● Task brief
Extract every line in the items below that contains the string "trace".

■ ■ ■ ■ ■ ■ ■

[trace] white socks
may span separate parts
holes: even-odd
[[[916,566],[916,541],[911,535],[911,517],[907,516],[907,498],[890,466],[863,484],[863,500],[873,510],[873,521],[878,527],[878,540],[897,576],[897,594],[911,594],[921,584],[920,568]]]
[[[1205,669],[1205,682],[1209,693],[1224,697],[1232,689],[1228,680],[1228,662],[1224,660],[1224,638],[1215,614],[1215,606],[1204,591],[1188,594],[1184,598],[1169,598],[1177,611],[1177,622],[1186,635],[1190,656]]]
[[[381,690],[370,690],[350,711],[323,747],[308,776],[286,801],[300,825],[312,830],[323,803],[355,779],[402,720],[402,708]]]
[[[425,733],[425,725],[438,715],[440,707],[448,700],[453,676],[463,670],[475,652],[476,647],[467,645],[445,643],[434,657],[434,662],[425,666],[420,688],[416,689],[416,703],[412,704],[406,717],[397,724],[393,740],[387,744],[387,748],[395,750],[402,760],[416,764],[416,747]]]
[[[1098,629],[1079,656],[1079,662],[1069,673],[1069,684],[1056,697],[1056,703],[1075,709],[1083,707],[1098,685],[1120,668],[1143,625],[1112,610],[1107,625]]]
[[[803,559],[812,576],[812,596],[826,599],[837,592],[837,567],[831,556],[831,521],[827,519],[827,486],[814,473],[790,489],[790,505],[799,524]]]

■ ■ ■ ■ ■ ■ ■

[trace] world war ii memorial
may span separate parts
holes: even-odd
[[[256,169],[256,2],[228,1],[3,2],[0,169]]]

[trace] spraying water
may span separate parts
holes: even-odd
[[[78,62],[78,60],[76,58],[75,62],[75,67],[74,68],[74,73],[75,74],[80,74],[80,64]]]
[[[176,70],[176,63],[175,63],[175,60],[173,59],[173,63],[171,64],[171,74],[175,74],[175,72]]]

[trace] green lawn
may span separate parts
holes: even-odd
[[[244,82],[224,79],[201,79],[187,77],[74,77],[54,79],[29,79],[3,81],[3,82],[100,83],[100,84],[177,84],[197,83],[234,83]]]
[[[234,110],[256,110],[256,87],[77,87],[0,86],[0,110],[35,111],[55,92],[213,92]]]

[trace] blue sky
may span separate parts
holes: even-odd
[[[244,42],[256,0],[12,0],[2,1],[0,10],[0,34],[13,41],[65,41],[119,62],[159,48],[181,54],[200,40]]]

■ ■ ■ ■ ■ ■ ■

● Task output
[trace] white socks
[trace] world war ii memorial
[trace] spraying water
[trace] green lawn
[trace] blue sky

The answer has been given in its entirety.